■ REQUIRED WORK ■
Rewrite the entries from the very start through the line containing "[[0, 335], [207, 333], [34, 226], [0, 213]]", including both ends and the requests. Multiply every coordinate in the answers by 0.65 and round to whole numbers with halves going up, leaving the numbers in the requests and their format samples unchanged.

- - -

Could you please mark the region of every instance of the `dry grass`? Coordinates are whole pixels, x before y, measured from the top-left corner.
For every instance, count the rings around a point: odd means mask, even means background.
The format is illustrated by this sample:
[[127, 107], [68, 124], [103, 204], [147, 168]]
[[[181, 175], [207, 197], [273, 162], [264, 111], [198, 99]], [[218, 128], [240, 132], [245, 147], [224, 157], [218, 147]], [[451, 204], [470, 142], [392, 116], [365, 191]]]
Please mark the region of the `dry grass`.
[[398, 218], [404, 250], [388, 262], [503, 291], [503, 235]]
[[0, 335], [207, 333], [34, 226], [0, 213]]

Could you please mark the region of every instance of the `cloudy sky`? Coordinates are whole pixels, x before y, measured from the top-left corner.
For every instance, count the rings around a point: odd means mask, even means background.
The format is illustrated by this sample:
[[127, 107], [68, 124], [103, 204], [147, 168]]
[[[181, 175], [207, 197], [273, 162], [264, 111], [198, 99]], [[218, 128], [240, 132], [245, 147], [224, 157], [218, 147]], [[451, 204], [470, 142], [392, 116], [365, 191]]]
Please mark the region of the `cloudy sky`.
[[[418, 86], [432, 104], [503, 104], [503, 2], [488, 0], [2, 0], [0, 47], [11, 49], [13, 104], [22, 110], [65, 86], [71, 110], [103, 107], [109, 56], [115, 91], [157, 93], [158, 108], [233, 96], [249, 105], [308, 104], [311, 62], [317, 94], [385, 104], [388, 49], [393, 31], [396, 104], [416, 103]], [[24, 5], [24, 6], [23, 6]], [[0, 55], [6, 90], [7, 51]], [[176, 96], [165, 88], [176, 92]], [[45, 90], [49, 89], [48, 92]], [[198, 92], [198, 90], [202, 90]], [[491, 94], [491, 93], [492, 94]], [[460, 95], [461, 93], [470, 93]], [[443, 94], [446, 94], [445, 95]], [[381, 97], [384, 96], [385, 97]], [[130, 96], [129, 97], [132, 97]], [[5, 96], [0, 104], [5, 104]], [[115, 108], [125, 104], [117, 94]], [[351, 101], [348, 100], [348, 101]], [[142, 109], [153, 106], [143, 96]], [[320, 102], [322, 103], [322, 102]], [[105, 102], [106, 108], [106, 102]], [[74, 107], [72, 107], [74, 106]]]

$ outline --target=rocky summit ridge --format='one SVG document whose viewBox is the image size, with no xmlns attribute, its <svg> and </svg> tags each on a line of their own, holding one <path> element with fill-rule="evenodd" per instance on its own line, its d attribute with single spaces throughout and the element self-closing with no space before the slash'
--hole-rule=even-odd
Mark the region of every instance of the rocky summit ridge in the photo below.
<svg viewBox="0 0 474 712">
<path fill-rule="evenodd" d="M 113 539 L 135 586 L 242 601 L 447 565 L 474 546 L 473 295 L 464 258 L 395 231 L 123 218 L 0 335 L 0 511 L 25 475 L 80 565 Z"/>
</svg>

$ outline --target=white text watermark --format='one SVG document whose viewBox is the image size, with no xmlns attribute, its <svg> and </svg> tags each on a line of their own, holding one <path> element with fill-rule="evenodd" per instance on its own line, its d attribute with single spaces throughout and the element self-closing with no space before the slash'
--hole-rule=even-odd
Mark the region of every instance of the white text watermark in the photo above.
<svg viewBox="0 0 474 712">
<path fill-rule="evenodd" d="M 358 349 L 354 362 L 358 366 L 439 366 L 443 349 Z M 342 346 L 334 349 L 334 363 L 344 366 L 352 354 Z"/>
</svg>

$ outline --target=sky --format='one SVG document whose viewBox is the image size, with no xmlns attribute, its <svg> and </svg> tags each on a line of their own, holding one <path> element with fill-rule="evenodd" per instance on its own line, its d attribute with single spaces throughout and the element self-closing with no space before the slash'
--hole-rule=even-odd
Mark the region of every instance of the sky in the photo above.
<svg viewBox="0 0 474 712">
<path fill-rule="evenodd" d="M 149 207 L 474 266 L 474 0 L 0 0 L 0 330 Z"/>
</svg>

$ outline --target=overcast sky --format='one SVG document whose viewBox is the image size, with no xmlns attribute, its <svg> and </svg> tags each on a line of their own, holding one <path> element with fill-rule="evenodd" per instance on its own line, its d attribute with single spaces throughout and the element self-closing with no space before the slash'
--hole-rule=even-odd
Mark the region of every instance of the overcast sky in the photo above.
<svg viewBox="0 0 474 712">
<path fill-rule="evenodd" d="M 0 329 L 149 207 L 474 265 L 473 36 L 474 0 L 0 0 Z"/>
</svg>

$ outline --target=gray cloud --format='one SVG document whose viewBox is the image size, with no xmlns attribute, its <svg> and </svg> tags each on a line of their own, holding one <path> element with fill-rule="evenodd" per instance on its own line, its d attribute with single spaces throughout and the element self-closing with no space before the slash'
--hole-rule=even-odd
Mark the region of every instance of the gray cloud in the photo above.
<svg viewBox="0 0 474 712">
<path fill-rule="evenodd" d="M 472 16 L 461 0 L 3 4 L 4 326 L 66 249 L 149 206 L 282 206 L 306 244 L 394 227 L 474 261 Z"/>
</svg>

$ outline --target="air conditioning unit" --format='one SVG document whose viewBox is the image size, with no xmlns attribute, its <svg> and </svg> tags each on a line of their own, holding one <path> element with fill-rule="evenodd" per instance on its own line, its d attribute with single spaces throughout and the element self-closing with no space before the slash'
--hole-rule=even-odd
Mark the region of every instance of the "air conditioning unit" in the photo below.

- - -

■ ANSWER TO THIS EXERCISE ■
Could you please mark the region of every instance of the `dry grass`? Coordinates are whole pixels, x before y, measured from the top-left corner.
For every instance, count the rings around a point: odd means mask, even means background.
The format is illustrated by this sample:
[[127, 107], [68, 124], [103, 204], [147, 168]]
[[[181, 175], [207, 197], [273, 162], [264, 111], [198, 99]], [[218, 128], [240, 132], [245, 147], [224, 157], [218, 147]], [[451, 204], [470, 142], [392, 116], [365, 191]]]
Please mark the region of the `dry grass`.
[[259, 142], [263, 163], [252, 170], [327, 189], [327, 153]]
[[0, 218], [135, 216], [22, 147], [0, 138]]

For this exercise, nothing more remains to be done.